-------- GIVEN RECORDS --------
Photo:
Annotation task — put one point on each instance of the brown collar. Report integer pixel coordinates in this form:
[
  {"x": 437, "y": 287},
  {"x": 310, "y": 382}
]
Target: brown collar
--------
**DO THIS**.
Output the lines above as a JSON list of strings, one string per line, leaving out any blank lines.

**ANSWER IN FULL**.
[
  "Photo:",
  "Annotation task — put one point on each instance of the brown collar. Report integer pixel coordinates in this form:",
  "[",
  "  {\"x\": 437, \"y\": 287},",
  "  {\"x\": 310, \"y\": 382}",
  "]",
  "Target: brown collar"
]